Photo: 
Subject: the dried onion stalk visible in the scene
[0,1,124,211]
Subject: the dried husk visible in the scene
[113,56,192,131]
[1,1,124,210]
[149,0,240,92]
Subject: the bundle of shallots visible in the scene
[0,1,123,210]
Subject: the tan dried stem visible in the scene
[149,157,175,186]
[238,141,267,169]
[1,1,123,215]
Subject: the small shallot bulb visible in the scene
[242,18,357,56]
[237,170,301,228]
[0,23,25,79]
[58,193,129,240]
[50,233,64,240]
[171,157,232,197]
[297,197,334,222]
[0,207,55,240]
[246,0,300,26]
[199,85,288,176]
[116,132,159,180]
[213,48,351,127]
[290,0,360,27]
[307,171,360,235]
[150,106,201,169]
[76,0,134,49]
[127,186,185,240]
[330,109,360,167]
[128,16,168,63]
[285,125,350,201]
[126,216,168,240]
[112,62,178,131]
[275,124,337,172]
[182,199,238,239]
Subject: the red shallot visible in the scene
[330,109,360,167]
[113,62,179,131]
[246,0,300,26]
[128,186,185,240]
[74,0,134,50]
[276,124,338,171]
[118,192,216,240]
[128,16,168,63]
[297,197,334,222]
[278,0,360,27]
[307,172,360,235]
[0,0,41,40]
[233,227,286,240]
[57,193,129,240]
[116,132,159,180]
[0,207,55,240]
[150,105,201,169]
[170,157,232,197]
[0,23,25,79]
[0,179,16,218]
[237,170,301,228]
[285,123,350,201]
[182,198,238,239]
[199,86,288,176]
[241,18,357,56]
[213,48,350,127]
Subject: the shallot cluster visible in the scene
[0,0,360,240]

•••••

Directions => Copy out every line of the listing above in which the word "visible" appears.

Result for this exercise =>
Subject: the dried onion stalk visible in the scene
Subject: the dried husk visible in the scene
Subject: the bundle of shallots visible in the scene
Subject: the tan dried stem visible in the scene
Subject: the small shallot bulb visible in the scene
Subject: the red shallot visible in the scene
Subject: the shallot cluster visible in the scene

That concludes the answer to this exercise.